Dataset records on where objects are located:
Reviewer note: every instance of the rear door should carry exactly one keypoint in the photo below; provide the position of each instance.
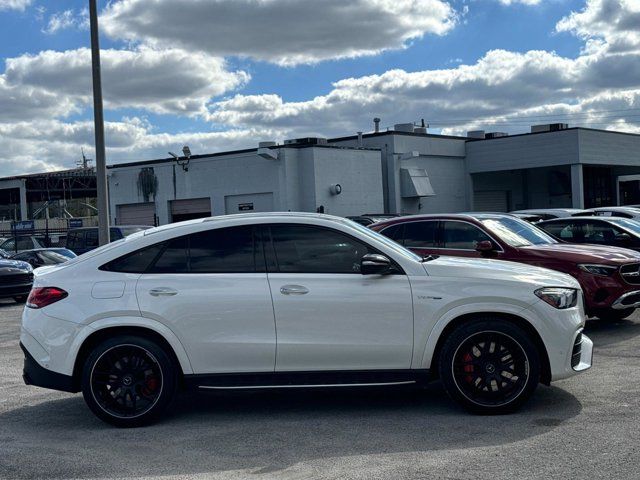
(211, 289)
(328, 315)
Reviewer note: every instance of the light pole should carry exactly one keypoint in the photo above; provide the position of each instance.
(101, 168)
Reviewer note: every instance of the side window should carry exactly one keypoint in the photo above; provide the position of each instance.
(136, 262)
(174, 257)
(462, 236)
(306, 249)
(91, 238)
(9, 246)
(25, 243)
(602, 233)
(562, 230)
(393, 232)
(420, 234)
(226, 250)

---

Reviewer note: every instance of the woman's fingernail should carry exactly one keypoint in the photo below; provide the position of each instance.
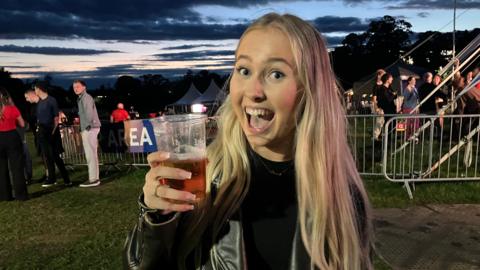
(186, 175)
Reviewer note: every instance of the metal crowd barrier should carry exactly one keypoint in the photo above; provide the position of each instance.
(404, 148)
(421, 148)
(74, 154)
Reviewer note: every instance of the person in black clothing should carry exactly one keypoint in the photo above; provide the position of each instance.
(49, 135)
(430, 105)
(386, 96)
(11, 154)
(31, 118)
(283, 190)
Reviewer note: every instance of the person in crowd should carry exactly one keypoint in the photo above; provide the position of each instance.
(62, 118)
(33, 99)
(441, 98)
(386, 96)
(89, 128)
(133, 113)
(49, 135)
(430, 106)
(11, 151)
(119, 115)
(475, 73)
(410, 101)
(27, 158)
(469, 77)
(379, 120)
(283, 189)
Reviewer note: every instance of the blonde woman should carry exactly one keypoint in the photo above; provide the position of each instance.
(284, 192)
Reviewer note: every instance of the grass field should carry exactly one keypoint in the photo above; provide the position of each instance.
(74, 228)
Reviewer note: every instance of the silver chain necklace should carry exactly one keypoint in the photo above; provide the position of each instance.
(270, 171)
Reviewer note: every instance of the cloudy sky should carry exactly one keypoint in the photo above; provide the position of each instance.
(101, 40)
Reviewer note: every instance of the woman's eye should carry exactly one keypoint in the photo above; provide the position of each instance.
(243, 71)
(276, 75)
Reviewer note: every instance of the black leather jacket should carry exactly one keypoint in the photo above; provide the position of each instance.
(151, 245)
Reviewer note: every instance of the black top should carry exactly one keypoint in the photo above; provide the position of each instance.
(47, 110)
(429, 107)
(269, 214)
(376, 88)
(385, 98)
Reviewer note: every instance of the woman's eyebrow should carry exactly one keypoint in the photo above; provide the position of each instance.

WHAT YOU ARE ASKED TO DO: Extract every line of the material above that contains the word "crowd", and copy each one out in full.

TASK RESPONSE:
Reviewer note: every instance of the metal crowd barrier should carry exactly one keypoint in the photo above; provide the position of each instance.
Reviewer note: every instance of the person in crowd should carry exactly one keypoint in the photo above; provide the position of each instance.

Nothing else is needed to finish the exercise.